Никогда политотдельцев не видели унывающими. В самые трудные дни, как только выпадало свободное время, — а это случалось большей частью вечером или ночью, — мы собирались где-нибудь в саду под яблонькой или в лесу под сосной и пели песни, делились радостями и горем; в те дни радостей было мало, а горе было у всех одно — отход армии.
На прием моего нового батальона времени оставалось мало, и сборы наши проходили в спешке. Вооружение для борьбы с танками было легковато, но раздумывать о лучшем пока не приходилось. Я построил донбассовцев. Политотдельцы приняли от бойцов личные документы. Колонии обратился к ним с короткой напутственной речью. Люди, составлявшие батальон донбассовцев, были как на подбор: секретари райкомов партии и комсомола, председатели советов и профессиональных комитетов, партийные и непартийные товарищи, пожилые, средних лет, юноши — актив Донбасса, его цвет. Выслушав теплые слова члена Военного совета, донбассовцы поклялись костьми лечь, но задачу выполнить.
И вот с батальоном донбассовцев, не отъехав от штаба и десяти километров, я опять вступил в бой.
Это было 14 августа 1941 года, в час дня. Уже в Замостье мы столкнулись с двумя немецкими бронемашинами; одною из них нам удалось овладеть. Первая удача нас воодушевила. Из Пыхани с хода мы выбили группу немецких мотоциклистов, и я выслал вперед разведку.
Затем мы со Смолькиным задержались в Пыхани. Отсюда хорошо было видно Семеновку и слышен был идущий в ней бой. По шоссе из Особина на Семеновку двигалось много машин. «Значит, — предположил я, — противник уже занял Особин и нам еле-еле успеть в Семеновку».

# ВЫДЕРЖКА ИЗ ДАННЫХ:
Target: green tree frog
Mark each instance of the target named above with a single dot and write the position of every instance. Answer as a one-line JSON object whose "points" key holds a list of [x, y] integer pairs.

# КОРОТКОЕ ЗАДАНИЕ 1:
Какого числа и в котором часу, согласно исходному документу, батальон донбассовцев вступил в бой?
# КОРОТКОЕ ЗАДАНИЕ 2:
Объясните, пожалуйста, на основании чего в исходном документе делается вывод, что противник уже занял Особин.

# ОТВЕТ 1:
14 августа 1941 года, в час дня.

# ОТВЕТ 2:
Из Пыхани было видно, что по шоссе из Особина на Семеновку двигалось много машин. Отсюда рассказчик предположил, что противник уже занял Особин и в Семеновку едва удастся успеть.